Leave out the pictures and repeat the entries below verbatim.

══ Input data ══

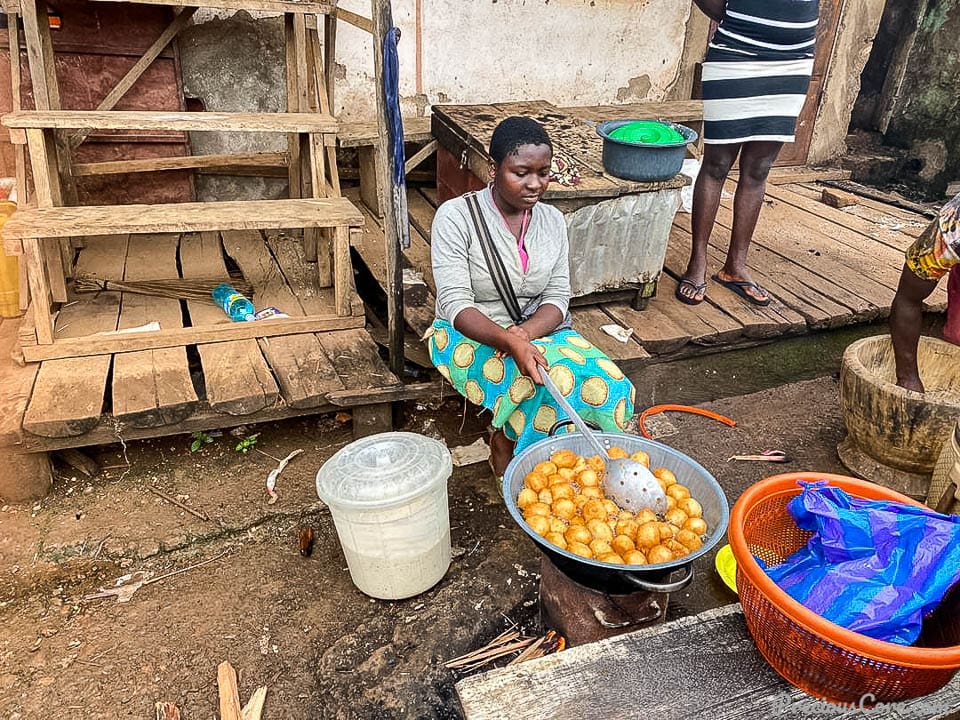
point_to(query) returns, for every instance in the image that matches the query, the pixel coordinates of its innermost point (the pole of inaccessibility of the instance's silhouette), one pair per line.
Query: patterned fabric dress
(937, 252)
(757, 70)
(590, 381)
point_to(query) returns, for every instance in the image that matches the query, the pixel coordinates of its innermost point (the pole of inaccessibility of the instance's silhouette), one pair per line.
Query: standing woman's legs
(716, 163)
(755, 161)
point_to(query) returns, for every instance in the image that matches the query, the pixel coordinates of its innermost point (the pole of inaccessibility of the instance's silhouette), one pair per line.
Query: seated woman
(476, 344)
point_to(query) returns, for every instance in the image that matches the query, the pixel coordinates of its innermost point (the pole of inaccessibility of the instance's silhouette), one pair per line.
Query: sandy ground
(297, 624)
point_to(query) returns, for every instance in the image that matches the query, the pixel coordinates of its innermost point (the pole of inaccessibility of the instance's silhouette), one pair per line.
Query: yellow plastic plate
(727, 567)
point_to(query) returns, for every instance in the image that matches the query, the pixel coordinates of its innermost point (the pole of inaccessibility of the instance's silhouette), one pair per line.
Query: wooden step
(301, 7)
(184, 121)
(63, 222)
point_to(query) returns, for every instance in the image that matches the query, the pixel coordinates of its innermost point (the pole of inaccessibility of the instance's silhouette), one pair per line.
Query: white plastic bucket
(388, 498)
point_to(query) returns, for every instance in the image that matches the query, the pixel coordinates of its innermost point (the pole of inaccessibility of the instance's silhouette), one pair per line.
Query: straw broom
(177, 288)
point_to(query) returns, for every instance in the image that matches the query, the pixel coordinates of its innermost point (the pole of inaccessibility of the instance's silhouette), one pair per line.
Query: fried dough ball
(535, 481)
(564, 458)
(600, 547)
(593, 509)
(537, 508)
(556, 539)
(696, 525)
(675, 517)
(597, 464)
(627, 527)
(578, 533)
(658, 554)
(545, 468)
(665, 474)
(600, 530)
(526, 498)
(580, 549)
(691, 507)
(539, 524)
(622, 544)
(563, 501)
(588, 478)
(564, 508)
(667, 531)
(647, 535)
(677, 548)
(689, 540)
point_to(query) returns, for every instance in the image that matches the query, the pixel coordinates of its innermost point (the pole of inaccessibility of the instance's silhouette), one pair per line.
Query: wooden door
(95, 45)
(796, 153)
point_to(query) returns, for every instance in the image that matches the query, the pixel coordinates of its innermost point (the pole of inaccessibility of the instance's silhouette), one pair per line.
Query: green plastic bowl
(647, 132)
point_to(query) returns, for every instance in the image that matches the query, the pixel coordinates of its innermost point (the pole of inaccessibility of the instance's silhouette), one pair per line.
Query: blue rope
(391, 88)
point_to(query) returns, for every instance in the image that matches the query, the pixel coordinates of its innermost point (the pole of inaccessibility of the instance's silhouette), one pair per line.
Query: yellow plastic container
(9, 271)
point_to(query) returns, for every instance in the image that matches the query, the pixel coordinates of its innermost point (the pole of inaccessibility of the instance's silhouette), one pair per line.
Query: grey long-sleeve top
(461, 273)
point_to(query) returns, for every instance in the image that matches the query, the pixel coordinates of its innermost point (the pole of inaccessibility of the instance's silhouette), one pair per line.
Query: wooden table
(618, 228)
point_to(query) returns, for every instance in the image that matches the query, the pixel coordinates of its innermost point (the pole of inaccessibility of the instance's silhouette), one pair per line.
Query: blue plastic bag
(872, 566)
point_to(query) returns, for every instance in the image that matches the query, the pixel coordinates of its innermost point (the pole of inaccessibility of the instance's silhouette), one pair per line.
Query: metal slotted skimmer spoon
(627, 482)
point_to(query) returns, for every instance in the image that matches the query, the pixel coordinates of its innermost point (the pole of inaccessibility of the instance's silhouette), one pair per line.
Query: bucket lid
(383, 470)
(647, 132)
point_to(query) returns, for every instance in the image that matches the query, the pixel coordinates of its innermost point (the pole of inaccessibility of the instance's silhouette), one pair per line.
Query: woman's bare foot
(501, 452)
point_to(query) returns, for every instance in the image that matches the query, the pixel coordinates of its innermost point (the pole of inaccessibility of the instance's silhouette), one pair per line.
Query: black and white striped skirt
(751, 100)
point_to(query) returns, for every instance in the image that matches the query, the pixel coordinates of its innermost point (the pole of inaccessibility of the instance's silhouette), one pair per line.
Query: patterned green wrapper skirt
(591, 382)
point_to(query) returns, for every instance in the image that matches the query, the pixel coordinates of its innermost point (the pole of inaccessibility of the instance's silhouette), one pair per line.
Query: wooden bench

═══

Answer to the problem:
point_to(query) returns, for every instance in the image that matches the query, the pixel coordinates of its innermost point (the pole of inaccessibility of the instance's silhouette), one pair per line.
Query: patterned fabric dress
(937, 252)
(757, 70)
(590, 381)
point_to(query) returns, for every instance in the image that matches the query, the pixel coordinates of its innermost point (the pole of inaccessibility of the instance's silhouette), one pair per line.
Query: standing woman's legs
(716, 163)
(755, 161)
point_to(query) returns, for every instance in the image that matches the query, the pixel coordinates of its innermost point (the pole of inaccessibility of the instance's silhouette), one pair per line.
Query: seated woman
(476, 344)
point_to(query) returns, for every instance in the image that matches the query, the pixel coordinates of its innermost point (the pole of inaccessibility of the instance's silhouette), one pair per line.
Query: sandy ground
(297, 624)
point_to(query) returns, for every instance in the image that matches the query, the pixel coordinates of its innermost point (the pole of inaccessibility of the instance's silhouette), one pair per line.
Query: yellow plastic plate
(727, 567)
point_to(query) returns, for every instance in the image that matches the query, the pixel coordinates of its innermost point (the pole of inaccessibility of the instance's silhouette), one pair per line.
Query: wooden step
(301, 7)
(184, 121)
(63, 222)
point_to(query) returns, for every instance in the image that matches the query, the pixel coordinates of its innermost point (the pole of inaccessibility of the instance's silhouette), one pair per line.
Query: white plastic bucket
(388, 498)
point_to(query) returns, for every instance in the image that matches the query, the pixel coordinates of its innermost point (the pole of inaccessibility of the instance's silhouette), one pair per line.
Query: straw broom
(177, 288)
point_to(query) returns, for every instance in the image that matches the query, the pixel coordinates of its innermost point (the pole of inaccessibility of the instance's silhouette), one pair per line.
Query: fried dough ball
(535, 481)
(564, 458)
(600, 547)
(593, 509)
(537, 508)
(556, 539)
(696, 525)
(675, 517)
(597, 464)
(627, 527)
(578, 533)
(658, 554)
(545, 468)
(665, 474)
(600, 530)
(526, 498)
(580, 549)
(691, 507)
(539, 524)
(622, 544)
(563, 501)
(588, 478)
(564, 508)
(667, 531)
(647, 535)
(677, 548)
(689, 540)
point_to(query) returns, for every instance in the image that matches the query, the pixel coordinates of its innermost point (the pole of inaccessibility of the instance's silhouette), one pair per line.
Query: wooden door
(95, 45)
(796, 153)
point_to(query) returns, for every instance in the image that matches the query, the pixel coordinates of its innermost point (the pole of inaccessibility of the instance's silhouette), one pair per line.
Query: green plastic bowl
(647, 132)
point_to(query) returns, for every instance in the image that matches the query, the pixel coordinates of its innermost point (the pole of inaccessibility of the instance's silhouette), one pair per line.
Query: blue rope
(391, 88)
point_to(query) returns, for every instance in the image that matches the query, the pixel coordinates of its innermost point (the pole of inaccessibility of the instance's silhouette), one pair per line.
Query: yellow plastic container
(9, 271)
point_to(query) returns, for every instance in the image that matches the query, the pixel coordinates of its innermost point (the pole of inaccessibility of the instance's silhouette), one pair per line.
Query: grey long-sleeve top
(461, 273)
point_to(query) returns, for every instance in the image that matches the query, the pixel coordinates of its innermost point (the pole of inaccessibility of the instance's silhouette), one pair per line.
Query: wooden table
(618, 228)
point_to(query) returns, for every instance in the image that matches the query, the pixel coordinates of its innermost point (the pole of inaccessibility of the instance's silhouette), one pair per line.
Query: blue plastic bag
(872, 566)
point_to(query) returns, for every instance in the image that matches the query, the pixel coordinates of its innermost point (the pole of inaccessibility of the instance's silhouette), one pair per line.
Query: metal slotted skimmer spoon
(627, 482)
point_to(query) returns, for every instance in the image that matches the query, the pixel coordinates of its innermost point (the pole of inaccessibility of the instance's silhouette), one pair per line.
Query: bucket lid
(383, 470)
(647, 132)
point_to(query) returns, for every instance in the image that matches the query, the pixel coordinates of its innermost point (the pole of inaccessibility of the instance's silhouette), one pair per line.
Query: woman's bare foot
(501, 452)
point_to(query) returns, for every instance in the image that matches the query, the pixel coordinates of its innermost point (the pole of inaccessibility of the instance's silhouette), one pair per line.
Query: black and white striped skirt
(751, 100)
point_to(query) returns, for every instance in the image that matches the query, the pixel coordinates of its innermost point (the pole of inaccessibility of the instance's silhouette), one pair per line.
Query: patterned green wrapper skirt
(591, 382)
point_to(query) returns, for every instance in the image that matches the query, the pixel coordinates of its innermost point (the pole of inaccessibility of the instance's silhouette), one pair per line.
Query: wooden bench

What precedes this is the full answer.